Posted by siteadmin on Monday 29th of January 2018.

Is buying a buy-to-let still a good investment?

For more than 10 years, UK investors have had a love affair with buy-to-lets.  Soaring house prices, easy credit and high yields have all contributed to this “Golden Age of buy-to-let Investment” to such an extent that according to HMRC there are now 1.75 million landlords in the UK. 

This affair may sadly be coming to an end.  Certainly recent surveys and indications seem to suggest this to be the case.  A recent survey by UK Finance found that 20% of buy-to-let landlords will leave the market within 5 years but more worryingly a recent poll by AXA, the large insurer, found that almost half will leave the buy-to-let market by 2020. 

Unless one is buying a new buy-to-let property outright with cash, the cost of buying with a mortgage has become more difficult and certainly more expensive.  So what’s changed to make this important financial market so expensive?

Here are the recent downsides affecting the buy-to-let market.

  • 3% Extra Stamp Duty

Since April 2016 all new buy-to-let purchases have incurred a 3% extra surcharge on the stamp duty.

 

  • Tougher mortgage requirements.

Since 1st January 2017 all mortgage lenders have toughened up their mortgage criteria and requirements resulting from the Bank of England directive demanding that lenders set higher rental income requirements than previously.

 

  • Applies to all portfolio properties.  

Since 1st October 2017 landlords with four of more properties will have to pass the tougher lenders requirements on all their properties even though they are seeking a mortgage on only one property.

 

  • Loss of tax relief on mortgage interest.

Since April 2017 for landlords owning property in their own names, the amount of tax relief available on the buy-to-let mortgage interest falls from 100% of the interest to 75% and then yearly to zero by 2020.  This will then be replaced by a 20% tax credit, which will be disadvantageous to higher rate tax payers.

 

  • Properties must be energy efficient

It is estimated that up to 300,000 buy-to-let properties are rated an “F” or “G” and will require upgrading to meet new energy efficiency requirements by April 2018.  Landlords who fail to meet the target risk being fined £5,000 per property.  It is estimated that the additional cost to meet the minimum “E” rating is around £2,500.  However, by 2030 the Government’s Clean Growth Strategy aims to upgrade every home to a “C” rating.  Alarmingly, only 26% of privately rented homes currently satisfy this requirement, so more future costs for landlords coming down the line.

■ Problem statement
In the buy-to-let text, begin at the words "Is buying a buy-to-let" and stop after "landlords in the UK.", and write that passage again with "investors" swapped for "buyers".

Image outline annotation entries
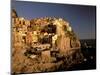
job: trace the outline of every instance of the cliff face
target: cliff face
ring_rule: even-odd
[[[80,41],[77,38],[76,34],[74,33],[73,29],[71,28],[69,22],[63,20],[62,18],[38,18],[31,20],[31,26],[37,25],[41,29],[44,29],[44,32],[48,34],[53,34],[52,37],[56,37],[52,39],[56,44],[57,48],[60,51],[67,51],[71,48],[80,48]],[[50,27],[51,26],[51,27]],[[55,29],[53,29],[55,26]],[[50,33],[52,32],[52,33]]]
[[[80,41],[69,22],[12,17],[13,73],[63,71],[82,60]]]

...

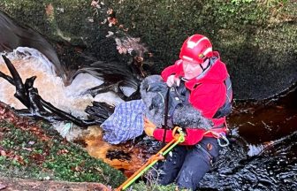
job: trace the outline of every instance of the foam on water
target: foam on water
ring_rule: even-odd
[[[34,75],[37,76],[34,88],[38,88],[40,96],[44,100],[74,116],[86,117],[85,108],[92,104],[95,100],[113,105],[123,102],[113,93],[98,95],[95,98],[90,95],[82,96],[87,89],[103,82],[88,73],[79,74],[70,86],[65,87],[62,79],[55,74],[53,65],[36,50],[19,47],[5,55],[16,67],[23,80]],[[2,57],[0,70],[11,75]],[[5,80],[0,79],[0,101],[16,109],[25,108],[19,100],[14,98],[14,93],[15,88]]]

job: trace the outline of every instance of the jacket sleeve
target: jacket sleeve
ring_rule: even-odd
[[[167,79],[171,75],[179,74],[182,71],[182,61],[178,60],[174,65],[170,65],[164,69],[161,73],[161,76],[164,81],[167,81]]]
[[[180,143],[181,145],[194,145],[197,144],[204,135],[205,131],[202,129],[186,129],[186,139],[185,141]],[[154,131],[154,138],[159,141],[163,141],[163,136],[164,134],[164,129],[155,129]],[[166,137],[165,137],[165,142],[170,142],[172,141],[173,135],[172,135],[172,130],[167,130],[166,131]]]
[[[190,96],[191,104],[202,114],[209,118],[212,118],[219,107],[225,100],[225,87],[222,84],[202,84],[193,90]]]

...

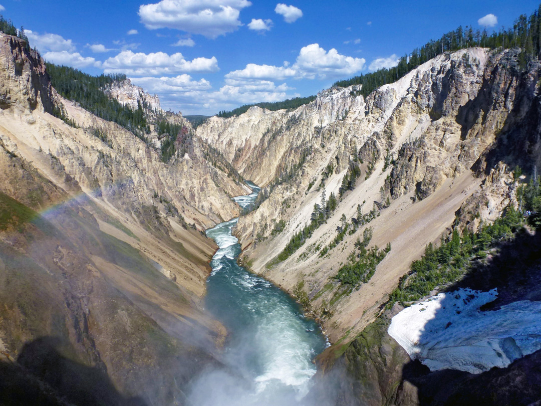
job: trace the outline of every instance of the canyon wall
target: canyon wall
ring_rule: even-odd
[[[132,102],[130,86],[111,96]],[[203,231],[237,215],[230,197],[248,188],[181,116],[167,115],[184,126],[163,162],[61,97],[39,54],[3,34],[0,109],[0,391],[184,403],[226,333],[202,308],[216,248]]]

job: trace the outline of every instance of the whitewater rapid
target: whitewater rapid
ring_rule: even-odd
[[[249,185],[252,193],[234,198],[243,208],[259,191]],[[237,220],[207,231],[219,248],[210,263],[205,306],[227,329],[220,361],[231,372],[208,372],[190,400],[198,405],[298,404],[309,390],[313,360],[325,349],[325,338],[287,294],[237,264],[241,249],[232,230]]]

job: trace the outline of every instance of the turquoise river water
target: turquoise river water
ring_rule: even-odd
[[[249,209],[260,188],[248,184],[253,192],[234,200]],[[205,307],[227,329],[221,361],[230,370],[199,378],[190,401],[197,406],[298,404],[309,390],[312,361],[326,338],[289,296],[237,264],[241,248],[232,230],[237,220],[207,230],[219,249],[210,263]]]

■ Response to the exercise
Is buying a buy-to-let still a good investment?

For more than 10 years, UK buyers have had a love affair with buy-to-lets.  Soaring house prices, easy credit and high yields have all contributed to this “Golden Age of buy-to-let Investment” to such an extent that according to HMRC there are now 1.75 million landlords in the UK.